- OBJETIVO 1: En el comentario sobre la Pasión según san Marcos, ¿cuántos días faltaban para las fiestas de Pascua que se preparaban en Jerusalén?
- OBJETIVO 2: Enumera todo lo que, según el comentario sobre la Pasión según san Marcos, cada uno debe considerar al sentirse protagonista del relato.
- OBJETIVO 3: Prolonga el comentario sobre la Pasión según san Marcos a partir de su última oración.

- TEXTO PROPORCIONADO:
El himno de la carta a los Filipenses, segunda lectura de la liturgia de la Palabra, pone de manifiesto la fuerza de la fe con que los primeros cristianos cantaban en la liturgia y que Pablo recoge para las generaciones futuras como evangelio vivo del proceso de Dios, de Cristo, el Hijo. El que quiso compartir con nosotros la vida; es más, que quiso llegar más allá de nuestra propia debilidad, hasta la debilidad de la muerte en cruz (añadiría Pablo), que es la muerte más escandalosa de la historia de la humanidad, para que quedara patente que nuestro Dios, al acompañarnos, no lo hace estéticamente, sino radicalmente. No es hoy el día de profundizar en este texto inaudito de Pablo. La Pasión de Marcos debe servir de referencia de cómo el Hijo llegó hasta el final: la muerte en la cruz.
Evangelio: Marcos (14-15): Pasión según San Marcos
III.1. Hoy la lectura de la Pasión según san Marcos debe ser valorada en su justa medida. La lectura, en sí, debe ser “evangelio” mismo y nosotros, como las primeras comunidades para las que se escribió, debemos poner los cinco sentidos y personalizarla. La pasión según San Marcos es el relato más primitivo que tenemos de los evangelios, aunque no quiere decir que antes no hubiera otras tradiciones de las que él se ha valido. Debemos saber que no podemos explicar el texto de la Pasión en una “homilía”, sino que debemos invitar a todos para que cada uno se sienta protagonista de este hermoso relato y considere dónde podía estar él presente, en qué personaje, cómo hubiera actuado en ese caso. Precisamente porque es un relato que ha nacido, casi con toda seguridad, para la liturgia, es la liturgia el momento adecuado para experimentar su fuerza teológica y espiritual
III.2. No es, pues, el momento de entrar en profundidades históricas y exegéticas sobre este relato, sobre el que se podían decir muchas cosas. Desde el primer momento, en los vv. 1-2 nos vamos a encontrar con los personajes protagonistas. El marco es las fiestas de Pascua que se estaban preparando en Jerusalén (faltaban dos días) y los sumos sacerdotes no querían que Jesús muriera durante la “fiesta”, tenía que ser antes; el relato, no obstante, arreglará las cosas para que todo ocurra en la gran fiesta de la Pascua de los judíos ¡nada más y nada menos! Los responsables, dice el texto, “buscaban cómo arrestar a Jesús para darle muerte!. Era lo lógico, porque era un profeta que iba muy por libre. Era un profeta que estaba en las manos de Dios. Esto era lo que no soportaban.

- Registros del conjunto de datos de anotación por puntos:
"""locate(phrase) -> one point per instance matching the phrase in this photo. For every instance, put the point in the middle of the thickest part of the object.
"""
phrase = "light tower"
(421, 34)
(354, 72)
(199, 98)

- RESPUESTA 1: Faltaban dos días.

- RESPUESTA 2: Dónde podía estar él presente; en qué personaje; cómo hubiera actuado en ese caso.

- RESPUESTA 3:
III.3. Pero si queremos organizar nuestra preparación, tanto a nivel personal como catequético y pastoral para una lectura previa, pausada y reflexiva del relato de la Pasión de Marcos, aquí van algunas pautas que pueden resultar “orientativas”:
Mc estructura el relato de la pasión y muerte de Jesús con un tríptico introductorio (14,1-11), seguido de dos relatos en paralelo, situados el mismo día (14,12), que le sirven para mostrar la misma realidad bajo dos aspectos diferentes. En el primer relato (14,12-26) se expone en clave teológica la voluntariedad y el sentido de la entrega de Jesús (eucaristía); en el segundo (14,17-15,47) describe su entrega en forma narrativa.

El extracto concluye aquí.